Substitute "pixel positions" for every "coordinates" in the lines below, and reproduce the lines otherwise unchanged, omitting the pictures.

* BEGIN Data supplied *

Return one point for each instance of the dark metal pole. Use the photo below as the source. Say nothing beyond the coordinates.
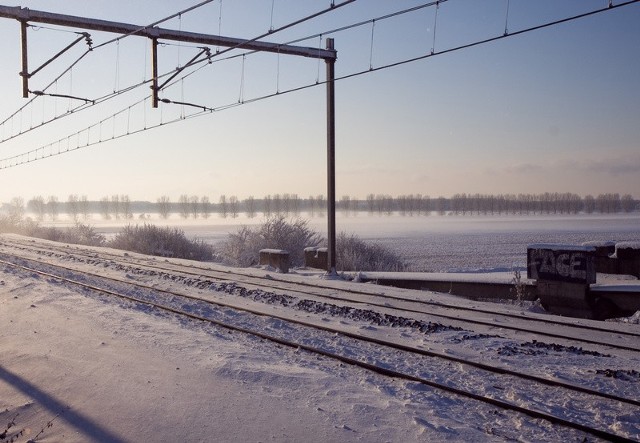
(331, 162)
(25, 63)
(154, 72)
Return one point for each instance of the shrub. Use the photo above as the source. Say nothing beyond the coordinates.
(166, 242)
(243, 247)
(353, 254)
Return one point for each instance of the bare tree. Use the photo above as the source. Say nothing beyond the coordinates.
(16, 209)
(53, 207)
(224, 206)
(84, 207)
(205, 205)
(267, 206)
(183, 202)
(164, 207)
(37, 206)
(115, 206)
(234, 206)
(627, 203)
(194, 206)
(105, 208)
(345, 205)
(277, 204)
(321, 204)
(250, 206)
(125, 204)
(295, 204)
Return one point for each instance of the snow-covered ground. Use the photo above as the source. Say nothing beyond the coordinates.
(96, 369)
(432, 243)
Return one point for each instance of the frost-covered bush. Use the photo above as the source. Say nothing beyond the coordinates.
(167, 242)
(243, 247)
(354, 254)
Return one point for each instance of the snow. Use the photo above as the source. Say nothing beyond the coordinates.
(561, 247)
(105, 370)
(461, 277)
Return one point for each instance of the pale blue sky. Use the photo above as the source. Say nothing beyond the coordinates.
(551, 110)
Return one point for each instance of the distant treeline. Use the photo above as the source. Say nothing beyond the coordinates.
(121, 207)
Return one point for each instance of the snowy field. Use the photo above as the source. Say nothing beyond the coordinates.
(434, 243)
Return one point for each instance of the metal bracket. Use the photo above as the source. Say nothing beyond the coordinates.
(25, 74)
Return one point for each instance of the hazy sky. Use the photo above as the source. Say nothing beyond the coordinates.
(551, 110)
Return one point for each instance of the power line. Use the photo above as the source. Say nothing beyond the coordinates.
(90, 103)
(91, 47)
(27, 156)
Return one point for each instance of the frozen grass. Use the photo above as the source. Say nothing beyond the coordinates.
(167, 242)
(79, 234)
(354, 254)
(243, 247)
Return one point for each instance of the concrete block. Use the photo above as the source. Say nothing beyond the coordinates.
(315, 257)
(276, 258)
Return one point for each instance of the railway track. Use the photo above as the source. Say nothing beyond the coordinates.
(502, 382)
(573, 332)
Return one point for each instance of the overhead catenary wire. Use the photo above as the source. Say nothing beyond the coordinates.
(91, 48)
(14, 160)
(97, 101)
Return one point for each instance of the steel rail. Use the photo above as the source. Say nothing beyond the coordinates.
(348, 360)
(405, 348)
(290, 286)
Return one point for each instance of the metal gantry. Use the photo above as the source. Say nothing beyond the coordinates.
(154, 33)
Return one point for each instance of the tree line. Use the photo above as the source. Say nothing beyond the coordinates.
(121, 207)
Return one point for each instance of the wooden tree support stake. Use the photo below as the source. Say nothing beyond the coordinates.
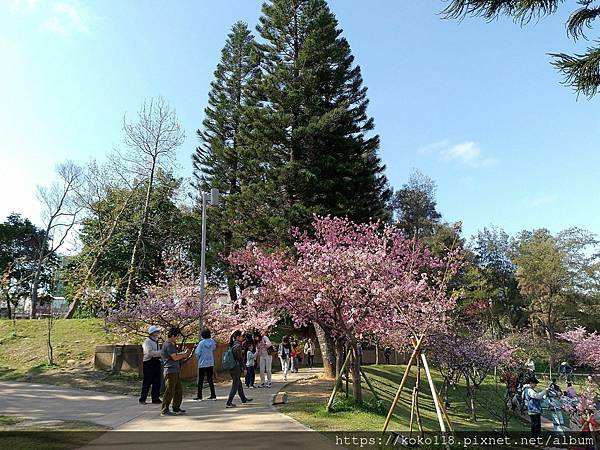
(411, 361)
(338, 380)
(436, 400)
(369, 384)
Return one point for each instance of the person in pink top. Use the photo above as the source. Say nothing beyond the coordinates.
(265, 358)
(570, 391)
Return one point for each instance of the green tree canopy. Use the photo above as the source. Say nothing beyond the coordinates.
(581, 71)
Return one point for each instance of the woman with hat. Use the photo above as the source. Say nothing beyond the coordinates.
(152, 365)
(533, 402)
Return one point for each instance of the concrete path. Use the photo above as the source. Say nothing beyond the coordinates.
(255, 425)
(47, 402)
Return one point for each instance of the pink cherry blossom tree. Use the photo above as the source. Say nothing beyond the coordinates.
(355, 281)
(586, 346)
(175, 302)
(472, 358)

* END Data supplied *

### [Solved exercise]
Return one point for each instance of the dark metal pole. Use the photo below as the source. Say nothing beyond the pixel positions.
(331, 162)
(25, 63)
(154, 72)
Return one point for each instance of the shrub. Use the photo above as the source. Say nothing beyond the pixel positions.
(166, 242)
(243, 247)
(353, 254)
Return one point for each instance of the bare tree. Use the photo above as the source. Say nothing beyond the pixel positions.
(16, 209)
(53, 207)
(224, 206)
(84, 207)
(205, 205)
(267, 206)
(183, 202)
(164, 207)
(37, 206)
(115, 206)
(234, 206)
(627, 203)
(194, 206)
(105, 208)
(345, 205)
(277, 204)
(321, 204)
(250, 206)
(125, 204)
(295, 204)
Return one point for each instance of the snow-covered ground. Use the photo above as the source. Say nothing beyond the pixel positions.
(96, 369)
(432, 243)
Return one point for each instance of the frost-covered bush. Use the photo above as the source. Say nothing beyond the pixel positions.
(167, 242)
(243, 247)
(354, 254)
Return one point for each instance of the snow. Use the photo above as the source. Say nothing beyond the pixel positions.
(561, 247)
(105, 370)
(461, 277)
Return one point for each instance of the pale blue sky. Use the photo above as the source. Say nothing beyond the pixel positions.
(551, 110)
Return one point for each instance of the distant treeline. Use the photo above as the source. Say nothing beyond the pixel positions.
(121, 207)
Return one point for each instance of the snowy field. Use the photo above as the source. Say nothing beyond the pixel positions.
(434, 243)
Return one point for each instance of the metal bracket. Use the photo above as the source. Say nothing beyond the pixel positions.
(25, 74)
Return one point for each instance of the hazy sky. Use the photo above as the source. Say nothing beyond the pixel positions.
(551, 110)
Return one point for each instance of the power line. Use the photo above as the source. Say nothing beyond the pixel positions.
(90, 103)
(91, 47)
(27, 156)
Return one point for each instance of the frozen grass. Use the photo above as the source. Say nothing beyond the pixel positions.
(167, 242)
(79, 234)
(354, 254)
(243, 247)
Return one point for each instance of the concrete block. Use the photo above as the source. Say nothing beyond the pixel positions.
(315, 257)
(276, 258)
Return one point for each instance of the railway track. Use the photo above as the source. Say nothing beyond the pixel positions.
(502, 382)
(573, 332)
Return one point for each instance of the overhead catenary wire. Use the photo above as the source. Say nothing beyond the pixel positions.
(91, 48)
(14, 160)
(97, 101)
Return one point for each instance of the steel rail. Use the photo above as the source. Say nothing beyond the pixel positions.
(348, 360)
(405, 348)
(290, 286)
Return one point for each instance of the metal gantry. Use the photo above as the source. Say nothing beyond the pixel positions.
(154, 33)
Return one point for each instance of the tree line. Use the photo above as the source. Say nothing beyond the pixel positions.
(121, 207)
Return one point for each instance of the wooden tree support stake. Use the photo below as the source. Say nothing beyond the pixel positions.
(411, 361)
(338, 380)
(436, 400)
(369, 384)
Return one point for each instance of the person in pink top. Use the photo above as the source. Say nothing beyond the pixel positions.
(265, 358)
(570, 391)
Return one point for each instance of the green tree canopy. Use the photo above as the source. Say nothing beyond the pixel positions.
(581, 71)
Return one point for each instance of the woman with hat. Use the photo above as the source. Say nothing beyond the pixel positions.
(152, 365)
(533, 402)
Return one point for each instance of the concrete path. Use the photo above as the source. Say nothing beyond the pixel positions.
(255, 425)
(47, 402)
Return one point for each instance of the pink cherry blossom tree. Use the photo above as the source. Say nothing beyond the pixel positions.
(355, 281)
(586, 346)
(175, 302)
(472, 358)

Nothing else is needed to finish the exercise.